• _SOURCE DATA_
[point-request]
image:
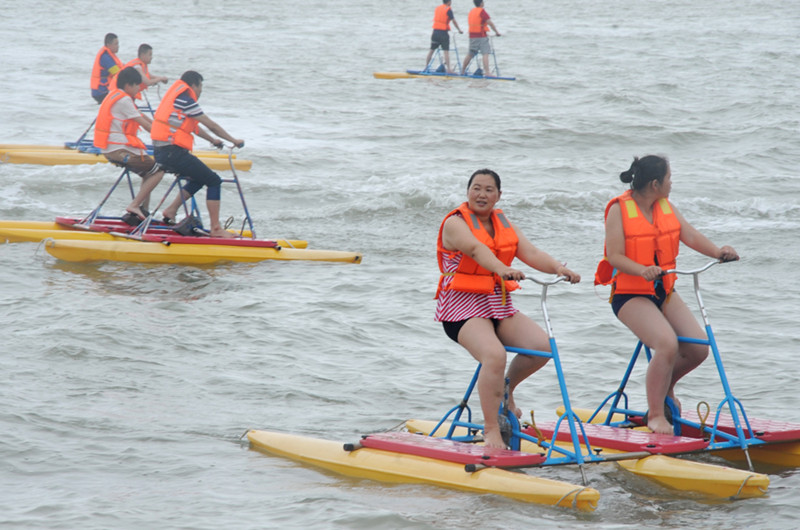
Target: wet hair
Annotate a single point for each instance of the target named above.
(191, 78)
(489, 172)
(129, 76)
(644, 170)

• _TASK DETAILS_
Locate the line that contains "Target: wet hair", then please quote it and every line after it to the end of the entries above, exactly and with nothing else.

• _EXPECTED ANSWER_
Target: wet hair
Annotate a single point for each instance of the target named above.
(191, 78)
(489, 172)
(129, 76)
(644, 170)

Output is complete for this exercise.